Consider the data that follows and state how many lines contain the string "fence", using the number alone.

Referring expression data
====
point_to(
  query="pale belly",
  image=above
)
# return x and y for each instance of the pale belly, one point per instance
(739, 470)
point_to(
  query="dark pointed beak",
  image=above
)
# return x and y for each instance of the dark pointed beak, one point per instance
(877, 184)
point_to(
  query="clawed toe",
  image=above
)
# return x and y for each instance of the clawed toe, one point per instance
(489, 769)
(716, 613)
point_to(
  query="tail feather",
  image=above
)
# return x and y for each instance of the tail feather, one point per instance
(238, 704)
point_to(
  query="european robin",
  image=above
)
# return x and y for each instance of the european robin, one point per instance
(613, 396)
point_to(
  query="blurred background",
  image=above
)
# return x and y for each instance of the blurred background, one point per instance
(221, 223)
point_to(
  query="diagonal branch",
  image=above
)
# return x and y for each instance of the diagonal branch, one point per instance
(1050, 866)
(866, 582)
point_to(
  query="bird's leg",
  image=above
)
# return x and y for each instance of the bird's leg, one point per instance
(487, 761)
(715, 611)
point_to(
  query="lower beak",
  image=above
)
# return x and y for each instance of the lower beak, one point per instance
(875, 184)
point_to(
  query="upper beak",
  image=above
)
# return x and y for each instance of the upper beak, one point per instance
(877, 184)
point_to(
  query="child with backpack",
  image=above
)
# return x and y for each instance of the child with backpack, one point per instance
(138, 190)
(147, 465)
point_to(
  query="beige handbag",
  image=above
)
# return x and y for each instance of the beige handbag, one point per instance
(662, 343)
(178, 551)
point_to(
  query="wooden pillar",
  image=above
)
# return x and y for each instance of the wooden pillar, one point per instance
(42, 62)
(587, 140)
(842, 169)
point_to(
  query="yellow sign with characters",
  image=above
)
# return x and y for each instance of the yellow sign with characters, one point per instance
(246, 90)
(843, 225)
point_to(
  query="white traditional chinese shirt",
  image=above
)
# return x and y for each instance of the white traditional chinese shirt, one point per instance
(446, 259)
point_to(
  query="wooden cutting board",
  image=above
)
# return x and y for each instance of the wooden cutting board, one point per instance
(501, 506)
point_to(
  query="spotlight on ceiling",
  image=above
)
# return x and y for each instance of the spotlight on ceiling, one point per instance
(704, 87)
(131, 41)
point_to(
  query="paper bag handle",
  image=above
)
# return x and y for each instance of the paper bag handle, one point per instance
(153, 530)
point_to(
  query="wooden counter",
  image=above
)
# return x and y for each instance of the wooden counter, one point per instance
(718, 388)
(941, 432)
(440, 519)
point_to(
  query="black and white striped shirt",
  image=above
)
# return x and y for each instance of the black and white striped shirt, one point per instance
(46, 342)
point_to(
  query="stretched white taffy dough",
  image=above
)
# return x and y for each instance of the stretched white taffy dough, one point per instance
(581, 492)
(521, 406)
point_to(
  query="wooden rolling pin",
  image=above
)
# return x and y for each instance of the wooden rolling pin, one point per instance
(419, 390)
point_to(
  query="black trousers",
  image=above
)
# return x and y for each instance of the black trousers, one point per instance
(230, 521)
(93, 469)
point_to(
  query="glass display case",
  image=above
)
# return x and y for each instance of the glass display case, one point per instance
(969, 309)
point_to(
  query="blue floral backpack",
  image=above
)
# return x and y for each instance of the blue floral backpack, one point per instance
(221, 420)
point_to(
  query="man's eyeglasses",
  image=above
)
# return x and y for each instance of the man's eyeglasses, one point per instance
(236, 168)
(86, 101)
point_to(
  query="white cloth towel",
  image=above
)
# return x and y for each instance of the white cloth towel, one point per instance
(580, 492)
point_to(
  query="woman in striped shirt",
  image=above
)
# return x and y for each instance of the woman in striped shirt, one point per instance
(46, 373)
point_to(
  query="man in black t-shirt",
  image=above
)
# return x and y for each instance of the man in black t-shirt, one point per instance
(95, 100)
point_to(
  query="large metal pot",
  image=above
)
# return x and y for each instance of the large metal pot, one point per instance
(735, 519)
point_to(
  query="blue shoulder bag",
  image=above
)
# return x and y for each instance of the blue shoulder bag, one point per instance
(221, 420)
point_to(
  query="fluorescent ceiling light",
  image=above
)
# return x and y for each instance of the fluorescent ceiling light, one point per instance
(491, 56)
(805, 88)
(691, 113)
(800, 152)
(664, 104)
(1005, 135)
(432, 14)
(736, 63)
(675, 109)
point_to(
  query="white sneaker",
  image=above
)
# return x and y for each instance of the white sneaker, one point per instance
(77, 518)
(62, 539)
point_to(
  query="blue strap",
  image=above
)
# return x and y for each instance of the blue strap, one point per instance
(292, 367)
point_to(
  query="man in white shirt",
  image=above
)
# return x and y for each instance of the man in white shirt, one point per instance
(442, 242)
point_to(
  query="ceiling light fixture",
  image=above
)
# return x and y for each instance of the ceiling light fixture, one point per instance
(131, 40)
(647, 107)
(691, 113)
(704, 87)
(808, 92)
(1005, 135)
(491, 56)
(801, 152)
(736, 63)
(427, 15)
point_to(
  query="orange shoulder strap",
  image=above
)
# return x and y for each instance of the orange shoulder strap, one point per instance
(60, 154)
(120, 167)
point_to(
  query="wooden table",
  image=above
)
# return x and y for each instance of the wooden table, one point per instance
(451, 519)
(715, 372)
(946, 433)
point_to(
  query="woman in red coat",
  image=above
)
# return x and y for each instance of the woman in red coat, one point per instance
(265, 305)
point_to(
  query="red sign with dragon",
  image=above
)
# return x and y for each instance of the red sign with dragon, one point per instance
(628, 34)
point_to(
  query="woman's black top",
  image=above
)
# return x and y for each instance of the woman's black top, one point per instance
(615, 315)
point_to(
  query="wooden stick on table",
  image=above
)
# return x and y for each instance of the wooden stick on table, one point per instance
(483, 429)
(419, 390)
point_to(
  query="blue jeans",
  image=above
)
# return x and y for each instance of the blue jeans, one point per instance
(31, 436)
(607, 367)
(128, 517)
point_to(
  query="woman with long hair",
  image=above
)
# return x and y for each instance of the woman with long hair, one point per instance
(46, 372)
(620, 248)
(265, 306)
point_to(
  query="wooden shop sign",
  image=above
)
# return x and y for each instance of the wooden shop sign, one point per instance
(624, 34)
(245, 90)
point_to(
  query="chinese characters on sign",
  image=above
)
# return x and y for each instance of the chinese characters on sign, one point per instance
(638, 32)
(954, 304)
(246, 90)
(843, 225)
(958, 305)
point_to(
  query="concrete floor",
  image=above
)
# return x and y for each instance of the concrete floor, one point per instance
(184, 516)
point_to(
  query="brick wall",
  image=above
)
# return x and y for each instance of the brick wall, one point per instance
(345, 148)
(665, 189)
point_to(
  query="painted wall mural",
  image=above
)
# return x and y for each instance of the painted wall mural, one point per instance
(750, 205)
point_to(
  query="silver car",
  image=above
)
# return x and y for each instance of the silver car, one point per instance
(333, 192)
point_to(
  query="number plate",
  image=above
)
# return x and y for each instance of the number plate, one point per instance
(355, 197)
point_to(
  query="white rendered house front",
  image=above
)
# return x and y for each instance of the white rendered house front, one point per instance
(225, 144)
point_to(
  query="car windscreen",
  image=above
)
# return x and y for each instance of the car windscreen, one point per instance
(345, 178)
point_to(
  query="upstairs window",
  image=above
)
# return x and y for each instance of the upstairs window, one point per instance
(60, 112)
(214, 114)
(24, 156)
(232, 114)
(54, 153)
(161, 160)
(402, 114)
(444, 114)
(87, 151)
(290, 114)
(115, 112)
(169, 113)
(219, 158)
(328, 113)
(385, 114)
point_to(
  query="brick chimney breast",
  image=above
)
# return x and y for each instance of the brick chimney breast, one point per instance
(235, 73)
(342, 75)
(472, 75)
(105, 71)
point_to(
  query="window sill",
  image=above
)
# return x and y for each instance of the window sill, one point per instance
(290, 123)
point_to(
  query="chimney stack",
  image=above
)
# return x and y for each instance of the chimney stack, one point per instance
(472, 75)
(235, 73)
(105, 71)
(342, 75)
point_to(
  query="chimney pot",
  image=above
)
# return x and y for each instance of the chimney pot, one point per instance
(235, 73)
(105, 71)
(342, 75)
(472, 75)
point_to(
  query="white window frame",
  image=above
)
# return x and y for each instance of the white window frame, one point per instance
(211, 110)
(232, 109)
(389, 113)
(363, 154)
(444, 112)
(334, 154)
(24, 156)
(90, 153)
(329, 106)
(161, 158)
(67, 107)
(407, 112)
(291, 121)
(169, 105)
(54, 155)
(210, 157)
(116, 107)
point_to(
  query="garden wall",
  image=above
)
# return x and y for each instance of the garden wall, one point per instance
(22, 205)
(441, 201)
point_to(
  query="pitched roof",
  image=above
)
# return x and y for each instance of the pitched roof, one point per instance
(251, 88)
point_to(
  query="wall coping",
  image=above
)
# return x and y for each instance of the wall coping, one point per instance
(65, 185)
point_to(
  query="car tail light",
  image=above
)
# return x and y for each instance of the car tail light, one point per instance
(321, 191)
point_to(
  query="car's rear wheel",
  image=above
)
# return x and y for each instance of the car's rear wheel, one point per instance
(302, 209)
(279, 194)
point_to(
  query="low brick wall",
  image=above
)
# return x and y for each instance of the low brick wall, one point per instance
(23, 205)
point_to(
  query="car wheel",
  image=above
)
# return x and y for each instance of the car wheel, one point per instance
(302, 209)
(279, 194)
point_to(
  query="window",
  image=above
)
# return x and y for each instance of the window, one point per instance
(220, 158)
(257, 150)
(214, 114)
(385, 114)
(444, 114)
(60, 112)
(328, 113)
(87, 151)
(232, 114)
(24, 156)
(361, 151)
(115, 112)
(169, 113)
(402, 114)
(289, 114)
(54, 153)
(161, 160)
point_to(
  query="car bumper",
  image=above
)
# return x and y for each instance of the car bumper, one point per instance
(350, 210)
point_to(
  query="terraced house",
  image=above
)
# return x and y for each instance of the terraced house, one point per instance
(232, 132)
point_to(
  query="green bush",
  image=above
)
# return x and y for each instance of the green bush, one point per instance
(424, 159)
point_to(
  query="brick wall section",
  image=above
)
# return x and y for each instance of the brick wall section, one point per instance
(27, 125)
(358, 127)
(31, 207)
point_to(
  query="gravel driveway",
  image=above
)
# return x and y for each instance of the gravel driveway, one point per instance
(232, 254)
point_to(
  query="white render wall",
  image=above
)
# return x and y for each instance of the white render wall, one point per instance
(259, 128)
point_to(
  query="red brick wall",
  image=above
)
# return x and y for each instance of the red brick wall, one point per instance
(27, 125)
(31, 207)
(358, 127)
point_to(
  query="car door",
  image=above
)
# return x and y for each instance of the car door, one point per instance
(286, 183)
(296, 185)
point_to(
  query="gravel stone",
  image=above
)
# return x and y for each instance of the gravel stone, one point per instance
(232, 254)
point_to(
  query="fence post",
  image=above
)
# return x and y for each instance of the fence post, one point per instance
====
**RESPONSE FOR THIS EXERCISE**: 2